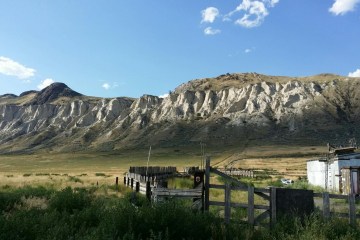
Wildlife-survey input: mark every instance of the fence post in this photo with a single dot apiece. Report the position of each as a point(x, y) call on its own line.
point(273, 206)
point(148, 190)
point(117, 183)
point(207, 184)
point(227, 202)
point(326, 205)
point(352, 210)
point(251, 218)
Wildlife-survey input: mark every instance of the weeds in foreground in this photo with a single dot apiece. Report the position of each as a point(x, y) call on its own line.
point(80, 214)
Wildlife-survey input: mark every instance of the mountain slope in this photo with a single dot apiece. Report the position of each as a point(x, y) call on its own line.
point(222, 111)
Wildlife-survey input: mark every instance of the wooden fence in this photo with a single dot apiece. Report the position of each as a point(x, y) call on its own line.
point(264, 213)
point(269, 210)
point(237, 172)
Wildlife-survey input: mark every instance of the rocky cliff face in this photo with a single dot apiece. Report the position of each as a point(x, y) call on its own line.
point(229, 109)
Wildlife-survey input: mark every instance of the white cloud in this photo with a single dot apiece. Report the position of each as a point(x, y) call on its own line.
point(209, 14)
point(106, 86)
point(211, 31)
point(252, 12)
point(47, 82)
point(341, 7)
point(164, 95)
point(11, 68)
point(355, 74)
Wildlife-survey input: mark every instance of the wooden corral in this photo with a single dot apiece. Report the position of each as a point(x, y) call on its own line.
point(274, 201)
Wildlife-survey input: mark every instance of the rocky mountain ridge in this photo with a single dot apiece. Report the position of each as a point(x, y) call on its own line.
point(226, 110)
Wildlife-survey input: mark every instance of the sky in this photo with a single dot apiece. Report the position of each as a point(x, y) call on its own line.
point(117, 48)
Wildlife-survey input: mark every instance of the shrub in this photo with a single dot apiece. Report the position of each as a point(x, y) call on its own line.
point(68, 200)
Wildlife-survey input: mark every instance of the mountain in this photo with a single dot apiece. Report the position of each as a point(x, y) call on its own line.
point(228, 110)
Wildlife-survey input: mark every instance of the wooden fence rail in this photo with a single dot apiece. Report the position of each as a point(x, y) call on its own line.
point(268, 195)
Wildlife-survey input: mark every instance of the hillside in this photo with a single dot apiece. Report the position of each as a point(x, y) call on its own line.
point(229, 110)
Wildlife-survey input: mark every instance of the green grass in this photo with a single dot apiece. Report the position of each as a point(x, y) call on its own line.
point(79, 213)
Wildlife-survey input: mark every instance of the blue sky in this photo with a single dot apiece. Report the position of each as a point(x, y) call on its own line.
point(129, 48)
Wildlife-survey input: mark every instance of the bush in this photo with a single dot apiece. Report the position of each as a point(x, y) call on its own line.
point(69, 201)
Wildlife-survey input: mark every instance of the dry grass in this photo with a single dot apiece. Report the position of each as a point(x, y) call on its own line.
point(83, 169)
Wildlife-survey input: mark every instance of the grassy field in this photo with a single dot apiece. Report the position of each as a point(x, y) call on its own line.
point(101, 168)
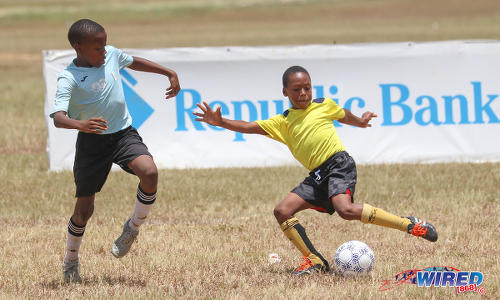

* * *

About this task.
Set the data above down again exactly as given, with no pictures.

Answer section.
Wildlife-survey input: mark every instance of the fence post in this photo with a single dot apiece. Report the position of each as a point(x, y) call on its own line.
point(273, 206)
point(148, 190)
point(117, 183)
point(207, 184)
point(227, 202)
point(326, 205)
point(352, 210)
point(251, 218)
Wildlife-survey input: mark every instance of the weeds in foreground in this photo with a single dot apiece. Report the position of each as a point(x, y) call on its own line.
point(80, 214)
Wildlife-survey input: mark every instance of the mountain slope in this photo with a single dot apiece. Report the position of each as a point(x, y) call on its own line.
point(222, 111)
Wildlife-survey input: mark every instance of the wooden fence in this photo with a single dot apiece. Report the position of each as a point(x, y) call on its own line.
point(264, 213)
point(269, 210)
point(237, 172)
Wildlife-survey input: mark every instance of the rocky cliff face in this photo with a single dot apiece. Report the position of each as a point(x, y) call on its own line.
point(229, 109)
Wildlife-survey input: mark every instance of the white cloud in this photo with a single dot apiece. Report the position of each as a point(x, y) call on its own line.
point(209, 14)
point(106, 86)
point(211, 31)
point(252, 12)
point(47, 82)
point(341, 7)
point(164, 95)
point(11, 68)
point(355, 74)
Wildlife-survey input: mark every instance of the wooden corral in this photo with a single dot apiece. Report the position of each as a point(x, y) call on its own line.
point(274, 201)
Wildlife-survey input: mark every instance of the rocky mountain ridge in this photo with a single dot apiece. Report the position of each as a point(x, y) call on its own line.
point(226, 110)
Wildlife-survey input: mark every instance of the sky in this photo with a single dot apiece. Report the position of each as a point(x, y) call on its own line.
point(117, 48)
Wildlife-survey input: mark every instance of the shrub in this photo with a single dot apiece. Report the position of each as a point(x, y) call on its own line.
point(68, 200)
Wildlife-survey input: mark every instance of the mountain in this photo with a single dot apiece. Report the position of each as a point(x, y) call on its own line.
point(228, 110)
Wildlife-survey input: mark every instance of the wooden fence rail in this photo with a single dot apiece. Report the position of each as a point(x, y) call on its own line.
point(268, 195)
Wildlife-survey input: mark every instance of the hillside in this photo with a single dot apiece. Report the position of each as a point(x, y) call on its own line.
point(229, 110)
Wildlife-survey input: mark every instance of the green grass in this photo with a single dot apiece. Report the position of each as a point(x, y) call on its own line.
point(79, 213)
Wildlife-survey input: mark every instance of the blue sky in this photo with a single dot apiece. Report the position of each as a point(x, y) call on its own line.
point(129, 48)
Wildlife-survey input: mark every instance of the bush in this photo with a single dot apiece. Report the position of each as a point(x, y) call on its own line.
point(69, 201)
Wildlife-survey input: mark every instance of the dry grass in this photo with a single dot apiece. Report the position of each as a point(x, y) call on its own line.
point(83, 169)
Wildlife-survey input: mark every instance of the grassy field in this photo with a single dot apiece. Report the position of each as a point(x, y) call on its own line.
point(101, 168)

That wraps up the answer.